▶ _WRITTEN PROBLEM_
Reproduce the records from the line with "[tag] metal sign" to the line with "Target: metal sign post", changing "metal sign post" to "steel sign post" and leaving everything else the same.

▶ _RAW RECORDS_
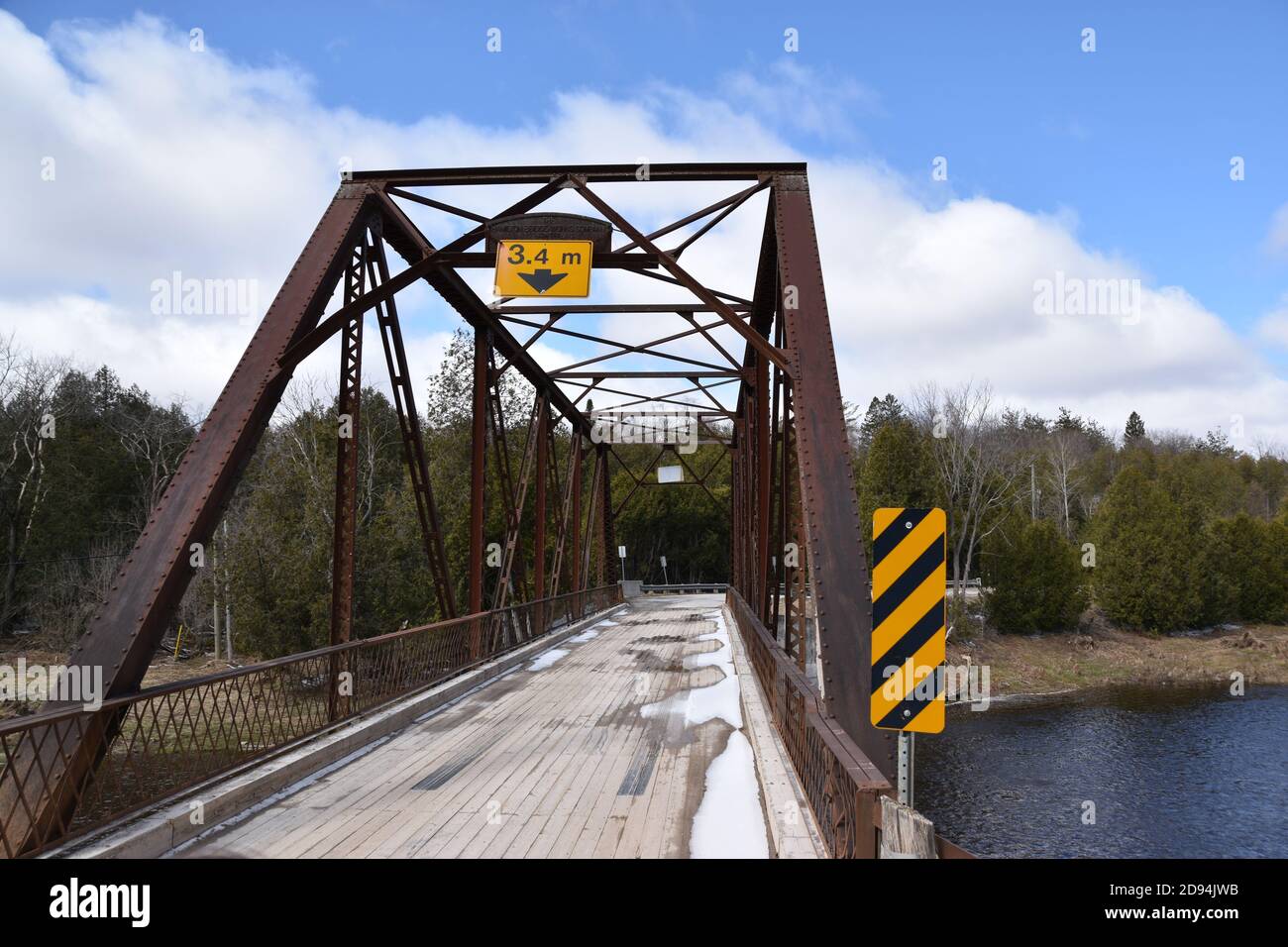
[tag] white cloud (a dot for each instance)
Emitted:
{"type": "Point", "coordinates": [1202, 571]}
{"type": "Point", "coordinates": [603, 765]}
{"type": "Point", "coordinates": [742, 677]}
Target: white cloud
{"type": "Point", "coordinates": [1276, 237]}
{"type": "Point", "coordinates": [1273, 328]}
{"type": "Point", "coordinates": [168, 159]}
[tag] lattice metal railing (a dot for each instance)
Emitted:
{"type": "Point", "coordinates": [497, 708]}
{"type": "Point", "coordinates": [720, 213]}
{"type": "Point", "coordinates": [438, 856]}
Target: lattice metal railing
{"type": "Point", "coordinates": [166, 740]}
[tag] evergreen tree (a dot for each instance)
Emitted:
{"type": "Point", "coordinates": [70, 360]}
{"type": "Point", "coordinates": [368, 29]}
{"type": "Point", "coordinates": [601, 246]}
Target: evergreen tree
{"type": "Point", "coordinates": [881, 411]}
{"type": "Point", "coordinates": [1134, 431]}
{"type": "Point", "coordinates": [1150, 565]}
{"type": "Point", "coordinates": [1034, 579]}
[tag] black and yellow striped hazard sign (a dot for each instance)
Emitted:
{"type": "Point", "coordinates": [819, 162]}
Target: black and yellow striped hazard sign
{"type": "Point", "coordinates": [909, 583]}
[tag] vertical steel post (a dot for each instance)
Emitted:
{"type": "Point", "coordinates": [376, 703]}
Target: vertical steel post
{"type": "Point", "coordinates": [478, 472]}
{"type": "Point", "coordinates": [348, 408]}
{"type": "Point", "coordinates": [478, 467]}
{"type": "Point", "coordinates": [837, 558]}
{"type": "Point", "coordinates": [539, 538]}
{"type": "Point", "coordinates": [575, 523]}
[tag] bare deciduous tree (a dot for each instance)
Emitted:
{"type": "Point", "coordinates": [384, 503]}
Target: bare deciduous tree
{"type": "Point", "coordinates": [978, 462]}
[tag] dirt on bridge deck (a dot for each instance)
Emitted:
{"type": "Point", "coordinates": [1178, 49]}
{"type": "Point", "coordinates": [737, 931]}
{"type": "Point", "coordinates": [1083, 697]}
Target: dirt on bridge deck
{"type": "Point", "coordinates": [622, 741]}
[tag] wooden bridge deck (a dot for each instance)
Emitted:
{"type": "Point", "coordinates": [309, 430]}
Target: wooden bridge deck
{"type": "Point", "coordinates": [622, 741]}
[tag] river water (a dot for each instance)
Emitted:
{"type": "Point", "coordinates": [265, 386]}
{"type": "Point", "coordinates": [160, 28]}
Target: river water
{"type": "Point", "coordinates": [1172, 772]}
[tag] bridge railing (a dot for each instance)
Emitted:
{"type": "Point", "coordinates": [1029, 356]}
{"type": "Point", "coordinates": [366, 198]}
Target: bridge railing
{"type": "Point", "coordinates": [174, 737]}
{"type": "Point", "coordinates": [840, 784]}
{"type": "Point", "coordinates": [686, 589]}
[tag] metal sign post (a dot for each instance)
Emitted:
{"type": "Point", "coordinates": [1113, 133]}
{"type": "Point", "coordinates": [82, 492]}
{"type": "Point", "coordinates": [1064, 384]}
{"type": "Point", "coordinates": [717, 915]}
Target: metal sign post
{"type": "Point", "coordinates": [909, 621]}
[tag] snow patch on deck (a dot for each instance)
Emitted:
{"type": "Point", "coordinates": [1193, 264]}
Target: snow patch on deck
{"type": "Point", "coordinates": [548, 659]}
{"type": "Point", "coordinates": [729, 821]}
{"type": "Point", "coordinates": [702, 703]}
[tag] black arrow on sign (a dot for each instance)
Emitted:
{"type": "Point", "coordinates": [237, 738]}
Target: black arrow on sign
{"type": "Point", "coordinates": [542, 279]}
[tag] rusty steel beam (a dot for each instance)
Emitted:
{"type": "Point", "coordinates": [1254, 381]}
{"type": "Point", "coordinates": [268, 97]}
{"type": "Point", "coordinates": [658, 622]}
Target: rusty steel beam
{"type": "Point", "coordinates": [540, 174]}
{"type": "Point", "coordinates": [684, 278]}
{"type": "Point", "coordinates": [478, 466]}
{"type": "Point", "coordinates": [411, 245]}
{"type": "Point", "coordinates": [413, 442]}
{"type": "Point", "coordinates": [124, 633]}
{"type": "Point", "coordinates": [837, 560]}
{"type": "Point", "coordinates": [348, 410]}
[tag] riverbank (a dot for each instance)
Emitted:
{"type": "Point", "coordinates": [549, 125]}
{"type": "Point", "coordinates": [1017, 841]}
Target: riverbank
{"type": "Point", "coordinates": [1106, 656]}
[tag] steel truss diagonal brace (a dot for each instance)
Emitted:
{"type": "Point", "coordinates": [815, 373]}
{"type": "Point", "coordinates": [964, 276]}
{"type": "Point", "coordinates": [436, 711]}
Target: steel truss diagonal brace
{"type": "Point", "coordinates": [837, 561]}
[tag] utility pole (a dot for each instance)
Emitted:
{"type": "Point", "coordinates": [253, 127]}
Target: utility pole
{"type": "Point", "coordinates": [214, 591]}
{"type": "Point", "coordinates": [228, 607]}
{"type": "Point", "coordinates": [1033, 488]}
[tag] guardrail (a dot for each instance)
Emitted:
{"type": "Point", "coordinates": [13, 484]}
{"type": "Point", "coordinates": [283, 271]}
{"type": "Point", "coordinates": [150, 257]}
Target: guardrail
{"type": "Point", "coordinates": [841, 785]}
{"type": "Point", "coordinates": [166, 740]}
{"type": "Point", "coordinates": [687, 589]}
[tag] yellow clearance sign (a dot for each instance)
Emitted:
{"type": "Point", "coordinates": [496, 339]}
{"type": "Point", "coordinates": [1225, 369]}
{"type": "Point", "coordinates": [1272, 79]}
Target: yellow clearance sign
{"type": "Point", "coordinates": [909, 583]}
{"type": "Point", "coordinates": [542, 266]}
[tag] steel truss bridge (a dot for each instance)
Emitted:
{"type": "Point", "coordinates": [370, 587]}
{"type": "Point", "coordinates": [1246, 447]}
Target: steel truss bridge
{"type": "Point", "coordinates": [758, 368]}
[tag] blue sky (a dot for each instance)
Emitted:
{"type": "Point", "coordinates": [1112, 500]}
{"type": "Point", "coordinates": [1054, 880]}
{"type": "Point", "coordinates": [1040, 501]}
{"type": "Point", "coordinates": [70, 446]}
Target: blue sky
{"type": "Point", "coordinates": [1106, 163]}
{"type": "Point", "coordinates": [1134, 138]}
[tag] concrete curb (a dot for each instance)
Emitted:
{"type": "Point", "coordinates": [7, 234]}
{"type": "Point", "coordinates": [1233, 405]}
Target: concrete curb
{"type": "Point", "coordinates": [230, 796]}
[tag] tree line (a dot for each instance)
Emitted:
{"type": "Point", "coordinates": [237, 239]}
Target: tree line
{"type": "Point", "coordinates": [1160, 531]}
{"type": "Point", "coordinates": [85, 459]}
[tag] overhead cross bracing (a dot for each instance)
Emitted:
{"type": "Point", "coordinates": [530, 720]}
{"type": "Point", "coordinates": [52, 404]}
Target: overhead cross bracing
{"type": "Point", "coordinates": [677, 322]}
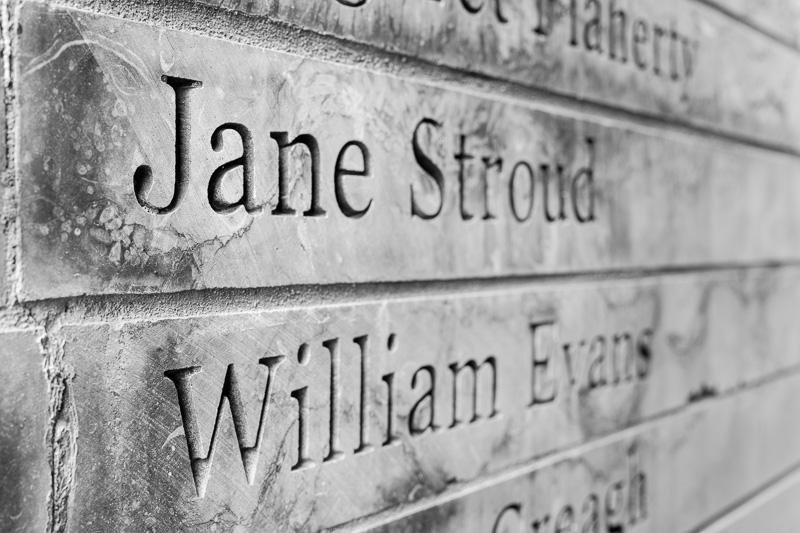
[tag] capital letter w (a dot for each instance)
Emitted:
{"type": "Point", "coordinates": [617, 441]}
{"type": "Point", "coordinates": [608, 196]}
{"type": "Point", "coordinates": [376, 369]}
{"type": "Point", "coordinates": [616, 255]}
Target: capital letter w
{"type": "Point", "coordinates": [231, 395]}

...

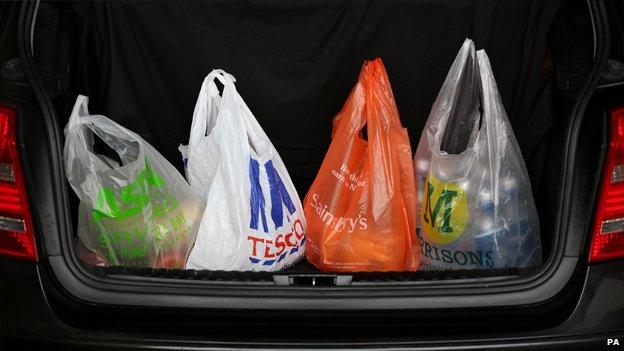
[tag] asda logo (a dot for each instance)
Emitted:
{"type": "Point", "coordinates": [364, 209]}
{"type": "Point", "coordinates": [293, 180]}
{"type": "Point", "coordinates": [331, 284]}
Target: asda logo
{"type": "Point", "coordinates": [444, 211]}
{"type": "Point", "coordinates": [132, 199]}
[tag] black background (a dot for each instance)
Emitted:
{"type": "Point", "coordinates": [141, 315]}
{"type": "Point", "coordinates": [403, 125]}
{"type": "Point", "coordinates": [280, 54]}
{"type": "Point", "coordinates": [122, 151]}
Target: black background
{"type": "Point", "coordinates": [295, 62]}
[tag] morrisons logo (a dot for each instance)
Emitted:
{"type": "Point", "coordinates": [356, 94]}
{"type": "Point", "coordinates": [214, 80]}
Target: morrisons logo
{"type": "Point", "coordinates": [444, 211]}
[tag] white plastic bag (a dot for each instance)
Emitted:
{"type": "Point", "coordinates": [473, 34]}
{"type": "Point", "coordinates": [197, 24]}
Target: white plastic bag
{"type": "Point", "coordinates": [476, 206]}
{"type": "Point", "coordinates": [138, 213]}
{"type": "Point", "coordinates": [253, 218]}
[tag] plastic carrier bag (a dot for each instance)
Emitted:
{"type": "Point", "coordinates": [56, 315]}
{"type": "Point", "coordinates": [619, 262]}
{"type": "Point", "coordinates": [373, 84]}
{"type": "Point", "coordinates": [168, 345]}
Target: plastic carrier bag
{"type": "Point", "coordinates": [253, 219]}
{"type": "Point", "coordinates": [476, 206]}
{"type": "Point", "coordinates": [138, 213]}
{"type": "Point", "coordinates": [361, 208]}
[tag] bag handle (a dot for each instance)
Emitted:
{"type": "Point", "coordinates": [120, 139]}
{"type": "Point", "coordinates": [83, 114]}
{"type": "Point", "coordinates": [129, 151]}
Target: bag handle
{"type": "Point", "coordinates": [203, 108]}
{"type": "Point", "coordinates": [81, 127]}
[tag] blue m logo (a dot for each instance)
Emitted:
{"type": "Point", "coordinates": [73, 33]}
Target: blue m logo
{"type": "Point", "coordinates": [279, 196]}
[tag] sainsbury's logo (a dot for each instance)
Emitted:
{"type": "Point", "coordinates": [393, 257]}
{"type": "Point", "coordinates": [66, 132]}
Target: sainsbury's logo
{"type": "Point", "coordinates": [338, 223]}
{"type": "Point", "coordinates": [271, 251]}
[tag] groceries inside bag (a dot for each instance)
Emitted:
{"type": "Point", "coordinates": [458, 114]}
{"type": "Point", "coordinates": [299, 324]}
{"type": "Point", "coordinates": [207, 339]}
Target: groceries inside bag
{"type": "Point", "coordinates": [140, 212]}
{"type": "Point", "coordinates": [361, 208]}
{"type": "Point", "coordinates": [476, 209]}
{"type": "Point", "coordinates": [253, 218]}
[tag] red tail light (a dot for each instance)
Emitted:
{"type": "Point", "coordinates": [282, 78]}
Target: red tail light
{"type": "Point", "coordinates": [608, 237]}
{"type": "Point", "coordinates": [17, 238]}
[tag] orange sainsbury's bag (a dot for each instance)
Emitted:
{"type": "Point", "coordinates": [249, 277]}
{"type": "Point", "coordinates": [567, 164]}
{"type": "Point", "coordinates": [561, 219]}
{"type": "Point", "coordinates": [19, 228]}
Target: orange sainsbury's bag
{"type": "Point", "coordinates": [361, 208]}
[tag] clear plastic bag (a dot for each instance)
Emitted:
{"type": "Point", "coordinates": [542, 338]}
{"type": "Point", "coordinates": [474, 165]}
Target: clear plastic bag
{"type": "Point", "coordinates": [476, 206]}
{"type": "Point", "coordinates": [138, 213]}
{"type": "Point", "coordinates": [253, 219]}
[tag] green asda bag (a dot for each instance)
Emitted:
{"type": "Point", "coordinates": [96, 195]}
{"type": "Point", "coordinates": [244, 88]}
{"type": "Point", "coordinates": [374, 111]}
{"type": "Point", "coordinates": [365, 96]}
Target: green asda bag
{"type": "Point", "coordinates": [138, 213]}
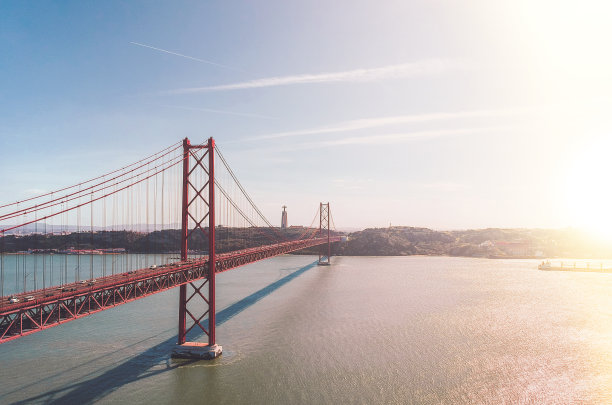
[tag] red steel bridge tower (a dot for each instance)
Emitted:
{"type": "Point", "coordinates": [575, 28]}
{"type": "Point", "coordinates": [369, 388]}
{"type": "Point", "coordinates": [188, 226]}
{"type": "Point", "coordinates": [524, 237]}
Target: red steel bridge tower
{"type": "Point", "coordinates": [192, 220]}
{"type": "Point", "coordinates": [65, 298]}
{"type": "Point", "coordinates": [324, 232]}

* * *

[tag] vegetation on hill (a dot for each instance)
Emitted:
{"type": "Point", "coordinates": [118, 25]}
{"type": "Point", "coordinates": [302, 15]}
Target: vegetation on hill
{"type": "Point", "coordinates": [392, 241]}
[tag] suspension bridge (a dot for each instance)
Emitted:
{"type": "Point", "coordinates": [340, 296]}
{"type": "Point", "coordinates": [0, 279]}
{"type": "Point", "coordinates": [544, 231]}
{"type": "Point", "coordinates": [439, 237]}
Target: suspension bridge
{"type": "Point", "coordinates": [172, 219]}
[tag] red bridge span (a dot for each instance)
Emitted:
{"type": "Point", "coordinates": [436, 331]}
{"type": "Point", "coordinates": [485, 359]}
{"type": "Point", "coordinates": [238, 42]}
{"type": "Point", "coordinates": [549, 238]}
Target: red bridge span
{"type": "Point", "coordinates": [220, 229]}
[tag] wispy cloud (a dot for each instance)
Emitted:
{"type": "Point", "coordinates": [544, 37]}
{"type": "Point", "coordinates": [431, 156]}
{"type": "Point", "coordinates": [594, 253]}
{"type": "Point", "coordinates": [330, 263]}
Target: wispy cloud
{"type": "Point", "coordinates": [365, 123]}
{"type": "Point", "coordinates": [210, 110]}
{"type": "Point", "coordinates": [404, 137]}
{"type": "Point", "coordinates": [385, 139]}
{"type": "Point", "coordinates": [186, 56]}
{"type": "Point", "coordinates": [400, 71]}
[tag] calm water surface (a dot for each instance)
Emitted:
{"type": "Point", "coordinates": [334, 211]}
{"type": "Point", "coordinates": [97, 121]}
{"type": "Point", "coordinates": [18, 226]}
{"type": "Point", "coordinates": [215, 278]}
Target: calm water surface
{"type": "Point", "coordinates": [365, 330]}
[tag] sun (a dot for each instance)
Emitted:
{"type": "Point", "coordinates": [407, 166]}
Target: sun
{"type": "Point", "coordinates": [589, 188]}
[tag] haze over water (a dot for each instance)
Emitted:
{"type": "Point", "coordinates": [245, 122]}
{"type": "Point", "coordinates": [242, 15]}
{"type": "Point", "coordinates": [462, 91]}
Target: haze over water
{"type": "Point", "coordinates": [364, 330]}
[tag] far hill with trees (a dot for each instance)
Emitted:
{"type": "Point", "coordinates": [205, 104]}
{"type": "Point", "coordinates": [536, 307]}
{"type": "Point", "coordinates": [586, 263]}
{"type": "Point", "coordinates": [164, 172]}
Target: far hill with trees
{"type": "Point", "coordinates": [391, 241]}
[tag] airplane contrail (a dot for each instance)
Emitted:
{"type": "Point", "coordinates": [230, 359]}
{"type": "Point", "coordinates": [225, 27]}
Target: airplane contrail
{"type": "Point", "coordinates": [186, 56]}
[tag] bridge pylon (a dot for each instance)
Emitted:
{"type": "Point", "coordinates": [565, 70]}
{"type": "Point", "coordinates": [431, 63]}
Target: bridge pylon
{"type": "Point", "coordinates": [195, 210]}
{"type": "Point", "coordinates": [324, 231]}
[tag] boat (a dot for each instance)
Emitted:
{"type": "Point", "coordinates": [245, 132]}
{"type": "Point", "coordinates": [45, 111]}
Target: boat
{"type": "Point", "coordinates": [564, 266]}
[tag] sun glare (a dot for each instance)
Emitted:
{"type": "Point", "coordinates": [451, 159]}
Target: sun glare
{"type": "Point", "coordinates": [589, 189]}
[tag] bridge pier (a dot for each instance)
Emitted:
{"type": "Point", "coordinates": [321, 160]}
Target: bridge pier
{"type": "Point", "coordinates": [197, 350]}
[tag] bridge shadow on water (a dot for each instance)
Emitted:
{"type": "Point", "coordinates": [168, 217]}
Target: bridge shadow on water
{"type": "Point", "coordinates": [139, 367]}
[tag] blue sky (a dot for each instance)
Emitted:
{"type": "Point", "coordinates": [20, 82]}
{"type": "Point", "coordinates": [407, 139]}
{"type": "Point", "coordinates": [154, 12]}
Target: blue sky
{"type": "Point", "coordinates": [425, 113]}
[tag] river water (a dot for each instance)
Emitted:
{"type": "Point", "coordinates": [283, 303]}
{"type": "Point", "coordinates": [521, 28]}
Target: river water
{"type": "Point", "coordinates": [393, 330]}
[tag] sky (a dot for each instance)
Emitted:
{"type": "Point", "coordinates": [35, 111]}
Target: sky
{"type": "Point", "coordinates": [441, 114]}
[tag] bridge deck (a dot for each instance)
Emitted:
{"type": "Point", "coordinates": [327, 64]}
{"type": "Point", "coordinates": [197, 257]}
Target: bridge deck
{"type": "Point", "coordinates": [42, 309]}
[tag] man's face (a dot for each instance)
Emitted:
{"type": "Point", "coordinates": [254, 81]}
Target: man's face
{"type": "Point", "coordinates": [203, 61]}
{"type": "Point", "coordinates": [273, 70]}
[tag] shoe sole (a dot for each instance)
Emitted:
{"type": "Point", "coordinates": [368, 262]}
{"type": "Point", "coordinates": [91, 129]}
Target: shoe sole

▶ _RESULT_
[tag] steel sign post (a dot for each instance)
Emitted:
{"type": "Point", "coordinates": [1113, 133]}
{"type": "Point", "coordinates": [82, 492]}
{"type": "Point", "coordinates": [1064, 384]}
{"type": "Point", "coordinates": [717, 915]}
Target: steel sign post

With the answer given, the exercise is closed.